One of Hanmi’s largest shareholders has filed a $50 million lawsuit against the Koreatown bank holding company, claiming executives’ financial mismanagement led to a sharp decline in the institution’s stock price.

Former Hanmi director John Ahn, along with his family trust, claims the bank “squandered” much of its capital “in a series of reckless and unwise investments,” leading to a decline in share price of more than 90 percent from prerecession levels. Shares, which traded at more than $20 in early 2007, closed Jan. 6 at $1.21.

The Ahn family says it owns 1.7 million shares, making it the 10th largest Hanmi shareholder. (John Ahn is not related to current Hanmi director I. Joon Ahn, according to a bank spokesman.)

Brian Cho, Hanmi’s chief financial officer, dismissed the allegations, saying the bank’s situation was no different from the challenges facing other financial institutions.

“In this country, anybody can sue for anything,” he said.

Hanmi, once the largest Korean-American bank, has endured heavy losses during the economic downturn, particularly in its commercial real estate and construction loan portfolios.

In the third quarter, the company lost nearly $15 million, its eighth consecutive losing quarter. During that stretch, Hanmi’s assets shrank from $3.9 billion to less than $3 billion, reducing it to the third largest Korean-American bank by assets.

Still, Hanmi does have reason for hope. The institution is seeking regulatory approval for a substantial investment by Seoul, South Korea, financial conglomerate Woori Finance Holdings Co. Already, Woori has invested $120 million in Hanmi, which satisfied initial regulatory requirements and returned the bank to well-capitalized status.

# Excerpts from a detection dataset
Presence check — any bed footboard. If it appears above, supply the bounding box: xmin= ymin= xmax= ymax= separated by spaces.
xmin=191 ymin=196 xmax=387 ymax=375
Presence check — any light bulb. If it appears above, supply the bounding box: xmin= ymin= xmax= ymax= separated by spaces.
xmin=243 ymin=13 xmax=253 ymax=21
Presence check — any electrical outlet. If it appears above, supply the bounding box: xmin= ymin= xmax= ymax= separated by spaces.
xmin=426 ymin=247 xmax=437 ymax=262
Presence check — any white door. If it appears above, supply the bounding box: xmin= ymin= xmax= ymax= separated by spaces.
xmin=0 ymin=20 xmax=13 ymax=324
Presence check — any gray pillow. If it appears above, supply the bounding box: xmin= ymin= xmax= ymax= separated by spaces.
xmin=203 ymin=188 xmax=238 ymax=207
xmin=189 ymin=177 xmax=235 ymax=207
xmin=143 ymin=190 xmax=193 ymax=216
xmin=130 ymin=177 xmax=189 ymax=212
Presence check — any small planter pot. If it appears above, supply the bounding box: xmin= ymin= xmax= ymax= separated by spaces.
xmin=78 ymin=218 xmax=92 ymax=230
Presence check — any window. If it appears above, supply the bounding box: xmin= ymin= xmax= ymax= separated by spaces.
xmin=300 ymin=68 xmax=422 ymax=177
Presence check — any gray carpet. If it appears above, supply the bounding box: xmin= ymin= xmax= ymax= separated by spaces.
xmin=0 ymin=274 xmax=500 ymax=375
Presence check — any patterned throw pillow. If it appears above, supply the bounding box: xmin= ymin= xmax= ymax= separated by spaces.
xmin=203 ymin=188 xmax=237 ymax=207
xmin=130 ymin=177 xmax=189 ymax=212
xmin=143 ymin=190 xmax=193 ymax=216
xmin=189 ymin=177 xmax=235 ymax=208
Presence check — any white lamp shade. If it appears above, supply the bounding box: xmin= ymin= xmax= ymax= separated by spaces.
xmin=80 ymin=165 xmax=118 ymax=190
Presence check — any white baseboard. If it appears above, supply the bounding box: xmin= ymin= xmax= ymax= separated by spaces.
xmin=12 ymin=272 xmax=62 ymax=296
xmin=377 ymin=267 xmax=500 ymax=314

# Set tasks
• 1. In the article on the Hanmi lawsuit, rewrite the stretch from "Hanmi, once the" through "to well-capitalized status.", changing "downturn" to "slump".
• 2. From the rows, copy the stretch from the line that contains "Presence check — any window." through the line that contains "xmin=0 ymin=274 xmax=500 ymax=375". Include both of those lines and reproduce every line exactly.

# Solutions to the tasks
• 1.
Hanmi, once the largest Korean-American bank, has endured heavy losses during the economic slump, particularly in its commercial real estate and construction loan portfolios.

In the third quarter, the company lost nearly $15 million, its eighth consecutive losing quarter. During that stretch, Hanmi’s assets shrank from $3.9 billion to less than $3 billion, reducing it to the third largest Korean-American bank by assets.

Still, Hanmi does have reason for hope. The institution is seeking regulatory approval for a substantial investment by Seoul, South Korea, financial conglomerate Woori Finance Holdings Co. Already, Woori has invested $120 million in Hanmi, which satisfied initial regulatory requirements and returned the bank to well-capitalized status.

• 2.
Presence check — any window. If it appears above, supply the bounding box: xmin= ymin= xmax= ymax= separated by spaces.
xmin=300 ymin=68 xmax=422 ymax=177
Presence check — any gray carpet. If it appears above, supply the bounding box: xmin= ymin= xmax= ymax= separated by spaces.
xmin=0 ymin=274 xmax=500 ymax=375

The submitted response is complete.